# WHAT IS EXPECTED
When you find the line with "Target: cockpit window" among the records below, reproduce it and each line after it exactly, ending with the line with "one marker per instance, written like [177,128]".

# RECORDS SUPPLIED
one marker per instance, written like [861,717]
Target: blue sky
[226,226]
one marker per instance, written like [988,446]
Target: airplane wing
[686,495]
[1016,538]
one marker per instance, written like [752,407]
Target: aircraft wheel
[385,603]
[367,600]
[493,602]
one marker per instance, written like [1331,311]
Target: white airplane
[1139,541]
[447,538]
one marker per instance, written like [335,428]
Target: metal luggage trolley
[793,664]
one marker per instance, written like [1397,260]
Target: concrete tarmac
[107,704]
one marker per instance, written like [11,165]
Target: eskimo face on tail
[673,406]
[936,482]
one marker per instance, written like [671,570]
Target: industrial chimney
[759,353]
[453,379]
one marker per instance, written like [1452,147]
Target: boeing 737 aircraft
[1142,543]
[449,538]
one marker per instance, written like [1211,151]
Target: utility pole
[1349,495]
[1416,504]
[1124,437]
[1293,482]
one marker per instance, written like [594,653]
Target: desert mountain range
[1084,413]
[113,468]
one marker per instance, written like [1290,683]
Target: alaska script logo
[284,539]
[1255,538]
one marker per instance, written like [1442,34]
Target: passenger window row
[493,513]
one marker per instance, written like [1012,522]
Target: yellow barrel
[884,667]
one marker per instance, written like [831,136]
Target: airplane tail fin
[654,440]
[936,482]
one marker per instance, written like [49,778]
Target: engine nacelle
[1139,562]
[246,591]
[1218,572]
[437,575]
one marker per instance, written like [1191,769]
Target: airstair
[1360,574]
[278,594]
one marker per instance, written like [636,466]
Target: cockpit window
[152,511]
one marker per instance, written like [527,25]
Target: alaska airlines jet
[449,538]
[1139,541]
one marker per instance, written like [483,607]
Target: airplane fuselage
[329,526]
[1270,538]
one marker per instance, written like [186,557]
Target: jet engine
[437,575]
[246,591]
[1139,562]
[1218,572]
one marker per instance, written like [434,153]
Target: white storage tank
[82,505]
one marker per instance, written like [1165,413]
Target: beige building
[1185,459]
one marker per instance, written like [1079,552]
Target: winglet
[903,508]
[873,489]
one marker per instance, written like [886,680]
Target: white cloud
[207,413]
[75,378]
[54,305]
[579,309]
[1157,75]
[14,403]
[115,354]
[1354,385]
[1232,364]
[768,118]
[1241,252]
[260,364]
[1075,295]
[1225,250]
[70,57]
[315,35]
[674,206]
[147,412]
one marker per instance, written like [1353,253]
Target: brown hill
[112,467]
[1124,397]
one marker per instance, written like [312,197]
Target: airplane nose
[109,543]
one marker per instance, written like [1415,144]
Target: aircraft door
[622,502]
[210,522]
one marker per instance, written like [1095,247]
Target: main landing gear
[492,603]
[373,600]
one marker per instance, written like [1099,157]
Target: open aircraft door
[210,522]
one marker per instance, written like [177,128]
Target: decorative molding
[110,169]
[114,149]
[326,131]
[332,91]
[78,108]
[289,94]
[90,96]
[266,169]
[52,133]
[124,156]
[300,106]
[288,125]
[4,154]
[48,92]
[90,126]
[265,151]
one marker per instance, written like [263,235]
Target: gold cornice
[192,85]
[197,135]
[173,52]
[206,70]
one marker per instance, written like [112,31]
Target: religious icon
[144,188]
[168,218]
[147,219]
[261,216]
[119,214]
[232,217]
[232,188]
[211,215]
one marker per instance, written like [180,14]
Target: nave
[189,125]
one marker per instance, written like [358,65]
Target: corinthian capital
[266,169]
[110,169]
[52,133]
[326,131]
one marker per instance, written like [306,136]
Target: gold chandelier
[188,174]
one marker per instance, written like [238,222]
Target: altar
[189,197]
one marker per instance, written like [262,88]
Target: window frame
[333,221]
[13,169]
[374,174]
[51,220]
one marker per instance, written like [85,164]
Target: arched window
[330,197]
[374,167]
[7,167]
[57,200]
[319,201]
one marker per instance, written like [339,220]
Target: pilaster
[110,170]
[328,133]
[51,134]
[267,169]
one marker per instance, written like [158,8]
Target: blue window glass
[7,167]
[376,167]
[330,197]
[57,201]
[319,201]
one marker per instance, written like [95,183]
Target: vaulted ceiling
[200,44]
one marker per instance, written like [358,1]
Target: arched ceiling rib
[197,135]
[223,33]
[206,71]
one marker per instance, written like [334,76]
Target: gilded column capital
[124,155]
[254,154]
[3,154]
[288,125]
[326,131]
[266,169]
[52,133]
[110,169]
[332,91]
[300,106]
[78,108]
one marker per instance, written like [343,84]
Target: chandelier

# TASK RESULT
Target: cockpit window
[152,511]
one marker per instance, written like [527,25]
Target: alaska airlines jet
[449,538]
[1139,541]
one marker per instance, written like [483,607]
Target: airplane fuselage
[329,526]
[1270,538]
one marker per instance, written like [186,557]
Target: jet engine
[437,575]
[246,591]
[1139,562]
[1218,572]
one marker per instance, written like [434,153]
Target: white storage tank
[82,505]
one marker per instance, written like [1165,413]
Target: beige building
[1185,459]
one marker per instance, written like [1079,552]
Target: winglet
[903,508]
[873,489]
one marker per instance, written like [886,680]
Target: white cloud
[207,413]
[75,378]
[54,305]
[579,309]
[1157,75]
[14,403]
[115,354]
[1354,385]
[1232,364]
[768,118]
[1241,252]
[260,364]
[1075,295]
[1225,250]
[70,57]
[315,35]
[674,206]
[147,412]
one marker per instance, written like [1353,253]
Target: brown hill
[112,467]
[1124,397]
one marker per instance, written like [312,197]
Target: airplane nose
[109,543]
one marker per instance, written like [1415,144]
Target: aircraft door
[622,502]
[210,522]
one marker per instance, written like [1095,247]
Target: main landing gear
[492,603]
[373,600]
one marker per instance, written like [1099,157]
Target: open aircraft door
[210,522]
one marker per instance, written like [177,128]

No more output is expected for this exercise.